--- START ---

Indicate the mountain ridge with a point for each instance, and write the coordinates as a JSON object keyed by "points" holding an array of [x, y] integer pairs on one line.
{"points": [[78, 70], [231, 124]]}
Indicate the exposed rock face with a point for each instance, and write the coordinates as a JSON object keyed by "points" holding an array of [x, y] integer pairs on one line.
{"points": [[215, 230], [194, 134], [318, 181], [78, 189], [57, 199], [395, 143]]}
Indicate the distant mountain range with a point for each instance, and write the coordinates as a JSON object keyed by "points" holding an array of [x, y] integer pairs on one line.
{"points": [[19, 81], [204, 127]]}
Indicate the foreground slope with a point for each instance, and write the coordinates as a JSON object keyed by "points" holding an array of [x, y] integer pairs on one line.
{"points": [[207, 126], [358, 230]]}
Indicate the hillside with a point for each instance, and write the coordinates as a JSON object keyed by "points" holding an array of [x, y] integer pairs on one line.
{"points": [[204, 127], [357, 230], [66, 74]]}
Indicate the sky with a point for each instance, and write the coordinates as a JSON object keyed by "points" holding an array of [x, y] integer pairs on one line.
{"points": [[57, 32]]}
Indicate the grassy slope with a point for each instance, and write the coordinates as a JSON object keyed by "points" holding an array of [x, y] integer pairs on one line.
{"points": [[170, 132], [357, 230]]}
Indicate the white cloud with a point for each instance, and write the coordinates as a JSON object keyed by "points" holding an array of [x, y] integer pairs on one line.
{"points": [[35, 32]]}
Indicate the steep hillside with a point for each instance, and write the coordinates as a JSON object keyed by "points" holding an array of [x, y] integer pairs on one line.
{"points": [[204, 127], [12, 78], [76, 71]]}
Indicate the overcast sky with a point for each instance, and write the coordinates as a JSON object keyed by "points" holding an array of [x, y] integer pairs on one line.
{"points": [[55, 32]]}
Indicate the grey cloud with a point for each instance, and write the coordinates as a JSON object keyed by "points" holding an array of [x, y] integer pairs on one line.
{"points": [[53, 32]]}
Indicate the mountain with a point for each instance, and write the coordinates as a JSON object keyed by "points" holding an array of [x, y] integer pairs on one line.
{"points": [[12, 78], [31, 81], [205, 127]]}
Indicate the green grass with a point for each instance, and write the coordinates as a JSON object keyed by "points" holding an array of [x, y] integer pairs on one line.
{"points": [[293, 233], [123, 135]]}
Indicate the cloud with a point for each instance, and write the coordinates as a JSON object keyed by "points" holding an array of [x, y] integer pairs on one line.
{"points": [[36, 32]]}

--- END ---

In the entries above, copy the lines from the one that contains "Indicate the sky" through the last line, exactly as they appear.

→ YOUR SOLUTION
Indicate the sky with a point for each instance, and write the coordinates as a JSON object keyed by "points" holding an array of [x, y] integer pairs on one line.
{"points": [[57, 32]]}
Indicate the grassy slope with a point for each instance, and write the coordinates as a JSON object keyed by "points" holding an array of [x, y] integer pairs on one line.
{"points": [[170, 132], [357, 230]]}
Indicate the white cloud with a point for each instance, and write the coordinates as a JSON object keyed by "points" holding an array of [x, y] integer pairs on one line.
{"points": [[35, 32]]}
Indicate the steep hillside with a point for each instance, and write the coordinates as a JSON object keyed by "points" holding an array of [x, y] integer pairs on one line.
{"points": [[204, 127], [12, 78], [76, 71]]}
Indicate the overcast sky with a point for each instance, and write the coordinates as a JSON object keyed by "points" holding an array of [x, y] integer pairs on one line.
{"points": [[55, 32]]}
Indicate the grey cloud with a point for each instance, and write the coordinates as a JSON object keyed by "points" holding an array of [x, y] integer pairs on one line.
{"points": [[53, 32]]}
Indicate the mountain with a point for each instance, and write the coordinates as a JSON object keyed by "points" holding an array of [x, y] integer pairs on one line.
{"points": [[12, 78], [31, 81], [205, 127]]}
Indicate the green grass with a point for each instance, and write the coordinates as a JSON object keyed by "points" holding an array of [x, y] integer pairs on one line.
{"points": [[293, 233], [123, 135]]}
Indicate the cloud with a point for each instance, and write the coordinates as a JSON object keyed by "points" holding an array of [x, y] integer pairs on one line.
{"points": [[36, 32]]}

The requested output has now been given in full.